=== Records provided ===

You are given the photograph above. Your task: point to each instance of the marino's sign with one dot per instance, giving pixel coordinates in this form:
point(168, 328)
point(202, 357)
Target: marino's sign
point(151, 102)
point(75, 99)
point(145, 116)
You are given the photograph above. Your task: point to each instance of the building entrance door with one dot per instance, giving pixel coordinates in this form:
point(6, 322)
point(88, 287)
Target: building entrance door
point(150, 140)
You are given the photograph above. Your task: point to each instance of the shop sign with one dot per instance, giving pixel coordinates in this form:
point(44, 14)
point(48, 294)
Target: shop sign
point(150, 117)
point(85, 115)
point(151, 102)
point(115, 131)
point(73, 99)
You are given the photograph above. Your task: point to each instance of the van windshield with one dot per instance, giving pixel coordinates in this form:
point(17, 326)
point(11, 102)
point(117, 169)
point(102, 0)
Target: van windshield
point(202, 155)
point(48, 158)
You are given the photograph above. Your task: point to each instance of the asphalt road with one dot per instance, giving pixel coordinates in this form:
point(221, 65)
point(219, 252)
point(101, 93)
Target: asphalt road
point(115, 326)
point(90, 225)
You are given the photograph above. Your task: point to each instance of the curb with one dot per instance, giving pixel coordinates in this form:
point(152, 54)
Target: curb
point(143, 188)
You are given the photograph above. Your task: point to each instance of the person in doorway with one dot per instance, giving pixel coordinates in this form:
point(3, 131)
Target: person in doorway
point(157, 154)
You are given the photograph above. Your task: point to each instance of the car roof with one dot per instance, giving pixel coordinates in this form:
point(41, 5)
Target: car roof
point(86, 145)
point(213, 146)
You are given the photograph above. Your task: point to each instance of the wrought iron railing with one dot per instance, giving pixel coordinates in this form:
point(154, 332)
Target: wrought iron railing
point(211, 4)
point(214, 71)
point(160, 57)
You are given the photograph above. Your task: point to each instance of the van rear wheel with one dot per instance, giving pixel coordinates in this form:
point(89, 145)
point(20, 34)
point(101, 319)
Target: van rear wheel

===

## Work to complete
Reproduce, word for word, the stretch of the listing from its start through the line that contains "point(150, 140)", including that line.

## Response to the task
You are given the photograph above. Your task: point to each instance of the marino's sign with one dot per instance, giving pixel coordinates in this form:
point(168, 328)
point(202, 357)
Target: marino's sign
point(151, 102)
point(75, 99)
point(145, 116)
You are given the photograph above. Your task: point to each instance of the building entrance door with one dot per instance, giving pixel coordinates in this form:
point(6, 322)
point(88, 287)
Target: building entrance door
point(150, 140)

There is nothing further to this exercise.